ASSIGNED TASK: The lines to reproduce from the material below are those from the one containing "target | flower stem" through the one containing "target | green foliage", both included; write them out exactly and add nothing.

PROVIDED DATA:
┄┄┄┄┄┄┄┄┄┄┄┄┄┄┄┄┄┄┄┄

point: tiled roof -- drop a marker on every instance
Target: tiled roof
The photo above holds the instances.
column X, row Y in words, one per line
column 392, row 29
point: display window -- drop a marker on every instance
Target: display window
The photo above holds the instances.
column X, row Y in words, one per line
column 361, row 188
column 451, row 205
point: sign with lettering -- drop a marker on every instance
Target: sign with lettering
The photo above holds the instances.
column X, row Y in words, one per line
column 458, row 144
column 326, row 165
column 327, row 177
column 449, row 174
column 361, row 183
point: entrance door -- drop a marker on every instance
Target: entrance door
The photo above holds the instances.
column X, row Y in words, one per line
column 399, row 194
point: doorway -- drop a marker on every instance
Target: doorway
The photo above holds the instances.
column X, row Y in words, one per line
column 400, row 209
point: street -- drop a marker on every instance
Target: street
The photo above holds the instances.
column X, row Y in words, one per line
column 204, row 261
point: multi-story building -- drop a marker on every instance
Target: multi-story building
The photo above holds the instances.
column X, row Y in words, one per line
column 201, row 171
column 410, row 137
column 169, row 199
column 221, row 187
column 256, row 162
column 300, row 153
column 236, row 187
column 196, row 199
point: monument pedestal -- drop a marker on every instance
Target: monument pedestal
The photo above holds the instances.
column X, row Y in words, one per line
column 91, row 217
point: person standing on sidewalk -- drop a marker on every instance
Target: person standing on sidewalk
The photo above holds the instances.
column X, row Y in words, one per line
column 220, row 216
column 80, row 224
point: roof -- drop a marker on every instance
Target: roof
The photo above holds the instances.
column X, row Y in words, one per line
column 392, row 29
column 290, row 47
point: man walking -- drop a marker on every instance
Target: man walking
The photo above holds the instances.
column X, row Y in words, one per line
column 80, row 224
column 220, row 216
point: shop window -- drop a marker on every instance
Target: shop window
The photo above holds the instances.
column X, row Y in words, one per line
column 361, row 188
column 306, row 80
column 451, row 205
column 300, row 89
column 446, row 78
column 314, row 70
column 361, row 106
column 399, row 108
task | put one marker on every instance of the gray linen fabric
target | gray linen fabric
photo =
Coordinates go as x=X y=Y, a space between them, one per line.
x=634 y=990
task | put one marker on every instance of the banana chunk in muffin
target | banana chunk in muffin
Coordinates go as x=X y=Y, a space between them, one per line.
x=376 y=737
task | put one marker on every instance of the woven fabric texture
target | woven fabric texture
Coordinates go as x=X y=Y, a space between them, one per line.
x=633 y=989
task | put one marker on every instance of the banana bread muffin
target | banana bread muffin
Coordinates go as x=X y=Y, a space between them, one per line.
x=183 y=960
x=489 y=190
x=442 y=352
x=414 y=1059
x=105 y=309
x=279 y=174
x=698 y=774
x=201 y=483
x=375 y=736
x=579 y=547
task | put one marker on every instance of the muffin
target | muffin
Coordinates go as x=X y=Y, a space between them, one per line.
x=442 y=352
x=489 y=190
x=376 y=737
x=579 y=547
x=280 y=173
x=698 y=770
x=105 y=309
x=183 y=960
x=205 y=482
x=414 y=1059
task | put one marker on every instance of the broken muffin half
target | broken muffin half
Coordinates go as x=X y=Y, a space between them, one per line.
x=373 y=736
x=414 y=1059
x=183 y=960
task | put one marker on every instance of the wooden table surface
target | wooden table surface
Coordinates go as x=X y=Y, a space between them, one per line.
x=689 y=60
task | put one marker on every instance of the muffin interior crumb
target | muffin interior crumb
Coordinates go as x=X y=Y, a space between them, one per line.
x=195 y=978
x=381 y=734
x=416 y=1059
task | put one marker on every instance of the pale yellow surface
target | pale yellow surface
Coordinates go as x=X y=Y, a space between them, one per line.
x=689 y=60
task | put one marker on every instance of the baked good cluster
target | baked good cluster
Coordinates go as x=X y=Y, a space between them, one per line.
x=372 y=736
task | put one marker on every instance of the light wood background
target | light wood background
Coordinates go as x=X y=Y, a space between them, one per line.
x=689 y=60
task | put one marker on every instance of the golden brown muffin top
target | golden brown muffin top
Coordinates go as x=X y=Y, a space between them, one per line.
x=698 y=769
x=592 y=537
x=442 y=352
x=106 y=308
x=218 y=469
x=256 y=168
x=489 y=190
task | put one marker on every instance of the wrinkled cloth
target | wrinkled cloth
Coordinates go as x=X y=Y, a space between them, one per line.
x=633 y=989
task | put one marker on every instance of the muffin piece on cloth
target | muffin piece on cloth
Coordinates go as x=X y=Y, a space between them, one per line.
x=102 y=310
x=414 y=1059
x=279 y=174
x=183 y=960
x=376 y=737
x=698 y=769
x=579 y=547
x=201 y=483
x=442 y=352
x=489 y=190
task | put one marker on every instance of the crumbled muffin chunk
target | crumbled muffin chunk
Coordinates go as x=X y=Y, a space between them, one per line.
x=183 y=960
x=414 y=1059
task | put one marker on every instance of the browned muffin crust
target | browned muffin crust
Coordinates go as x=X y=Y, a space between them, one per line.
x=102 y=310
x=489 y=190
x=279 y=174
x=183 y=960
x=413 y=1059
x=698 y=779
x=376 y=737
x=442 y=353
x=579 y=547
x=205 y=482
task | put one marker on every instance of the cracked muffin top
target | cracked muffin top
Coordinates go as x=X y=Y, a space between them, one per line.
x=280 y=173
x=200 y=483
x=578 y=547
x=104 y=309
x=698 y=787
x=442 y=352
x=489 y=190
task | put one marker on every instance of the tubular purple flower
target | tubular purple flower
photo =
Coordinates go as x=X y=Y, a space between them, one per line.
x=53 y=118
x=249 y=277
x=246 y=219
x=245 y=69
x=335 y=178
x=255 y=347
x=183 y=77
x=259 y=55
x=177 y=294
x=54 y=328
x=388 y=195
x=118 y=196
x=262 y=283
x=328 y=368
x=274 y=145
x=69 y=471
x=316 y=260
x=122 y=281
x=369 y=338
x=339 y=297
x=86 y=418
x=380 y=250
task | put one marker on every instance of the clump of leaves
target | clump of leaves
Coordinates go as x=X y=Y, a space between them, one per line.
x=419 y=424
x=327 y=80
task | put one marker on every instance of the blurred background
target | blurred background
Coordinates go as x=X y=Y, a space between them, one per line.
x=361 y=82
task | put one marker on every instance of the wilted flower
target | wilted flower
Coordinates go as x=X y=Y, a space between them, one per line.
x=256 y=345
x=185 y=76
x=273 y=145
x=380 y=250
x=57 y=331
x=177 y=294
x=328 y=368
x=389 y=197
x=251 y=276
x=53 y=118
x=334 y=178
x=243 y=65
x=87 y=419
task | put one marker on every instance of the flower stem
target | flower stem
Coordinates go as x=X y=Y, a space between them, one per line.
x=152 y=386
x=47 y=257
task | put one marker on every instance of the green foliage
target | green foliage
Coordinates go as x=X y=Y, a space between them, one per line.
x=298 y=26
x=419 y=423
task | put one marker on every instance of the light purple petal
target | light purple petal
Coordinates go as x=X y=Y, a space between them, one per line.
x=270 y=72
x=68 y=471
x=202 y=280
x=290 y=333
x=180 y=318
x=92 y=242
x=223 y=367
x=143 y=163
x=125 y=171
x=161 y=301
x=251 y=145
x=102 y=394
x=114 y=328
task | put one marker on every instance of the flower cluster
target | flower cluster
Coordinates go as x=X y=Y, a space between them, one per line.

┄┄┄┄┄┄┄┄┄┄┄┄┄┄┄┄┄┄┄┄

SOLUTION TO THE PROBLEM:
target | flower stem
Coordinates go as x=X y=Y, a space between them, one per line.
x=152 y=386
x=47 y=257
task | put one marker on every instance of the green foliage
target | green foliage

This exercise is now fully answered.